**WHAT IS ASKED**
Pictures do not belong in the copy, so please give every entry below again exactly.

**DATA ROWS**
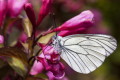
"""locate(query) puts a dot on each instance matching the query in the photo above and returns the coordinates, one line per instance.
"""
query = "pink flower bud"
(1, 39)
(3, 10)
(30, 13)
(45, 9)
(67, 32)
(15, 7)
(83, 20)
(37, 66)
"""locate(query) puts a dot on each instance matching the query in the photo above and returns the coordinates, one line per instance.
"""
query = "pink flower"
(37, 67)
(1, 39)
(50, 59)
(15, 7)
(67, 32)
(3, 10)
(45, 9)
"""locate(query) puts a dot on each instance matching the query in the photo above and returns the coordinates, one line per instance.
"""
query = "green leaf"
(16, 58)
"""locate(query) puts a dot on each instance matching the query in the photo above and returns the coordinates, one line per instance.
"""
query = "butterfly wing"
(85, 52)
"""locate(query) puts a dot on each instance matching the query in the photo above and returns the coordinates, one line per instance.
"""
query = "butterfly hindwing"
(85, 52)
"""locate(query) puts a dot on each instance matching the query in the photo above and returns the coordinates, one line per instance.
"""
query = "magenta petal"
(30, 13)
(44, 10)
(67, 32)
(1, 39)
(83, 20)
(15, 7)
(3, 10)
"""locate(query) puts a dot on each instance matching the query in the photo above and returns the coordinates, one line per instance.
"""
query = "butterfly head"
(57, 43)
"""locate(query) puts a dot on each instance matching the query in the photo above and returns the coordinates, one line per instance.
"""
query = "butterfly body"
(85, 52)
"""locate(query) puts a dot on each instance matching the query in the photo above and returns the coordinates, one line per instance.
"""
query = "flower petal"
(15, 7)
(3, 10)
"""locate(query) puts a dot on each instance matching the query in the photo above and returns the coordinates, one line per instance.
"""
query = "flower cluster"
(47, 60)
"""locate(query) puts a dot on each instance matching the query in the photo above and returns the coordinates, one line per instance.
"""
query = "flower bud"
(15, 7)
(30, 13)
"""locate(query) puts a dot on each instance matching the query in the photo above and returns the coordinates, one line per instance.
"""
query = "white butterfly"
(85, 52)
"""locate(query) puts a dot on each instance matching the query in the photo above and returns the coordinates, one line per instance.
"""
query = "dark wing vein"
(73, 59)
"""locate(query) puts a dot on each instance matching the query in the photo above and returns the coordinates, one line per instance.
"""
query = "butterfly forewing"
(85, 52)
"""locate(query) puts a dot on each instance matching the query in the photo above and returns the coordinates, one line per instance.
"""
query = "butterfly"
(84, 52)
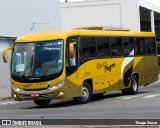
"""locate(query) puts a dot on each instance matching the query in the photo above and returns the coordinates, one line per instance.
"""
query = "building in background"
(19, 17)
(136, 15)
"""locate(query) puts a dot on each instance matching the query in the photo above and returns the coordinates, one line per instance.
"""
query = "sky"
(157, 2)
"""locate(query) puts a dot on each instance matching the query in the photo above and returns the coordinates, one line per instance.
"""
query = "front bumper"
(39, 95)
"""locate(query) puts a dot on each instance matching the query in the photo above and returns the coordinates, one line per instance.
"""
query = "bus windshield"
(37, 59)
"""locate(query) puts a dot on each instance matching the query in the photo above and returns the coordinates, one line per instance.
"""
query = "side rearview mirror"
(126, 51)
(71, 49)
(5, 54)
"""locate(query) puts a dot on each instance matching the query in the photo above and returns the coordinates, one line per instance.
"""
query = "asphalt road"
(113, 105)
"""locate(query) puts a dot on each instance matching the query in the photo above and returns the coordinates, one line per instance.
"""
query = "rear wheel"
(42, 102)
(134, 87)
(86, 94)
(97, 96)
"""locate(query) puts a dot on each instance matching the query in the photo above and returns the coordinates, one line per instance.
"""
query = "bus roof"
(51, 35)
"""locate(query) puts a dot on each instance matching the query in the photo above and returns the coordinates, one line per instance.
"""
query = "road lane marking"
(151, 96)
(13, 102)
(129, 97)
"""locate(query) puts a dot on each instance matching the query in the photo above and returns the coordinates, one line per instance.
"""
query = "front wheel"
(86, 94)
(42, 103)
(134, 87)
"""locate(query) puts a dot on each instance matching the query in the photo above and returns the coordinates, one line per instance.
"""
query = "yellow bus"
(80, 63)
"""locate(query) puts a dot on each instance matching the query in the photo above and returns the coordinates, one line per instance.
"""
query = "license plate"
(35, 95)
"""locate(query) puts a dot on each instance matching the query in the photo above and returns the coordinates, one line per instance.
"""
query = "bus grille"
(41, 96)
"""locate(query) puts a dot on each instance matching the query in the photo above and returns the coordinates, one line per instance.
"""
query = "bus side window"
(116, 46)
(139, 46)
(128, 45)
(88, 47)
(150, 45)
(103, 46)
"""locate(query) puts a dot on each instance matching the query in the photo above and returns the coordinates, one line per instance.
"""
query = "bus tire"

**RESPONSE BELOW**
"""locate(query) puts a dot on each instance matching the query in the photo above and returns the coordinates, one line per instance.
"""
query = "pink flower bud"
(1, 39)
(3, 10)
(30, 13)
(45, 9)
(67, 32)
(15, 7)
(83, 20)
(37, 66)
"""locate(query) puts a dot on each instance matching the query in the photo above and returns the coordinates, one line per instance.
"""
query = "pink flower"
(37, 67)
(1, 39)
(50, 59)
(15, 7)
(67, 32)
(3, 10)
(45, 9)
"""locate(query) puts a dot on each instance matching the query in the photo above and returns the coordinates, one line per instance.
"""
query = "green leaf"
(16, 58)
"""locate(query) puts a dot on each instance matching the query in the photo above and returns the coordinates, one line per instance.
"""
query = "butterfly wing"
(85, 52)
"""locate(query) puts a dot on each instance matching the query in the photo above and returns the coordinates, one line per instance.
"""
query = "butterfly hindwing"
(85, 52)
"""locate(query) puts a dot on each instance matching the query in the photo above and returns the coordinates, one line per instance.
"""
query = "magenta petal"
(30, 13)
(44, 10)
(67, 32)
(1, 39)
(83, 20)
(15, 7)
(3, 10)
"""locate(query) puts a dot on each instance matching the query in the photo above and returns the coordinates, one line per instance.
"""
query = "butterfly head"
(57, 43)
"""locate(query) puts a dot on each instance matching the query in the photo above and returns the coordinates, one line per instance.
"""
query = "butterfly body"
(85, 52)
"""locate(query) puts a dot on each instance matching the query in the photo above and returns the coordinates, one line per instance.
"""
query = "flower petal"
(15, 7)
(3, 10)
"""locate(query) puts a dot on each instance matching the query in the photo above and returns the coordinates, one line per instance.
"""
query = "flower cluster"
(47, 60)
"""locate(query) puts a dot on each instance matching the query in the photo above and returns the coordinates, one line per instance.
"""
query = "flower bud"
(15, 7)
(30, 13)
"""locate(query) puts a dot on each instance matching the query in the photo above and returns the coordinates, one line per instance.
"""
query = "white butterfly"
(85, 52)
"""locate(query) puts a dot on each instance matching the query in the photo above and returns the coordinates, one line per instance.
"""
query = "dark wing vein"
(73, 59)
"""locate(query) puts a dot on each instance matching the query in the photo above and returns the coordinates, one line per instance.
"""
query = "butterfly forewing"
(85, 52)
"""locate(query) puts a dot on each instance matching the query in the photo above and returns the coordinates, one line per instance.
"""
query = "butterfly"
(84, 52)
"""locate(query) puts a dot on each instance matching the query in the photo above and returns the coordinates, one line per instance.
"""
query = "building in background"
(19, 17)
(136, 15)
"""locate(query) puts a dot on each instance matching the query in the photo above and returns the coordinates, one line per instance.
"""
query = "sky"
(157, 2)
"""locate(query) puts a dot on each instance matching the query in the photo above and returns the coordinates, one line per instance.
"""
query = "front bumper"
(39, 95)
"""locate(query) puts a dot on each instance matching the query in the photo above and returns the coordinates, one line per instance.
"""
query = "bus windshield"
(37, 59)
"""locate(query) puts a dot on each instance matching the query in the photo above and returns the coordinates, one line per instance.
"""
query = "side rearview mirror"
(126, 51)
(71, 49)
(5, 54)
"""locate(query) puts a dot on each instance matching the query in the photo above and returns the coordinates, one line per instance.
"""
query = "asphalt road"
(113, 105)
"""locate(query) puts a dot on each instance matching the query in the photo above and returns the coordinates, one line per instance.
"""
query = "rear wheel"
(42, 102)
(134, 87)
(86, 94)
(97, 96)
"""locate(query) puts a dot on each instance matching the query in the photo above and returns the coordinates, one line per instance.
"""
query = "bus roof"
(51, 35)
"""locate(query) puts a dot on each instance matching the query in the photo above and returns the coordinates, one line per instance.
"""
query = "road lane marking"
(151, 96)
(13, 102)
(129, 97)
"""locate(query) puts a dot on each instance matching the query in the photo above and returns the coordinates, one line per instance.
"""
query = "front wheel"
(86, 94)
(42, 103)
(134, 87)
"""locate(query) puts a dot on each instance matching the query in the photo above and returns the coordinates, one line per instance.
"""
query = "yellow bus"
(80, 63)
"""locate(query) puts a dot on each instance matching the query in the photo above and returns the coordinates, one line per instance.
"""
query = "license plate"
(35, 95)
"""locate(query) puts a dot on each instance matching the query in the photo above and returns the coordinates, one line per instance.
"""
query = "bus grille"
(41, 96)
"""locate(query) puts a dot on each instance matching the query in the photo above and returns the coordinates, one line per instance.
"""
query = "bus side window"
(116, 46)
(139, 46)
(128, 45)
(88, 47)
(150, 45)
(103, 46)
"""locate(query) puts a dot on each instance matching the query in the photo above and returns the coordinates, one line per instance.
"""
query = "bus tire"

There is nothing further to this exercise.